#### [EXERCISE OBJECTIVE]
Rewrite every line of the entries below as a numbered list, skipping any blank lines and leaving out the pictures.

#### [RECORDS SHOWN]
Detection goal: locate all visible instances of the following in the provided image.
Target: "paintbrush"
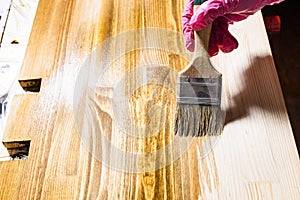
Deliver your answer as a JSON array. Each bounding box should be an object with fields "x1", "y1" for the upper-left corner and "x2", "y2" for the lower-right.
[{"x1": 175, "y1": 0, "x2": 224, "y2": 136}]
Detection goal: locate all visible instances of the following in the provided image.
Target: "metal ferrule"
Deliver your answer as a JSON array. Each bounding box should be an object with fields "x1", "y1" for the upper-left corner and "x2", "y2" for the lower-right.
[{"x1": 177, "y1": 77, "x2": 222, "y2": 105}]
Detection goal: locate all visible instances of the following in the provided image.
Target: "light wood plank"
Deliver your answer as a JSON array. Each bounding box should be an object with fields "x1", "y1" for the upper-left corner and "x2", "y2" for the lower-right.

#### [EXERCISE RESPONSE]
1. Detection goal: locate all visible instances of the following in the provided image.
2. Target: "paintbrush"
3. Deliver your answer as a JSON array. Each bounding box should be an object with fields "x1", "y1" for the upper-left corner and "x2", "y2" for the lower-right.
4. [{"x1": 175, "y1": 0, "x2": 224, "y2": 136}]
5. Detection goal: locate all visible instances of the following in the provided image.
6. Target: "metal ferrule"
7. Deliver your answer as a JSON array. Each bounding box should be an object with fields "x1", "y1" for the upper-left corner and "x2", "y2" for the lower-right.
8. [{"x1": 177, "y1": 77, "x2": 222, "y2": 105}]
9. Detection goal: locate all visible instances of the following in the provided image.
10. Target: "light wood plank"
11. Deliver your answer as a JSON array. Each bounding box should be an object with fields "x1", "y1" for the upper-left corner and "x2", "y2" for the lower-right.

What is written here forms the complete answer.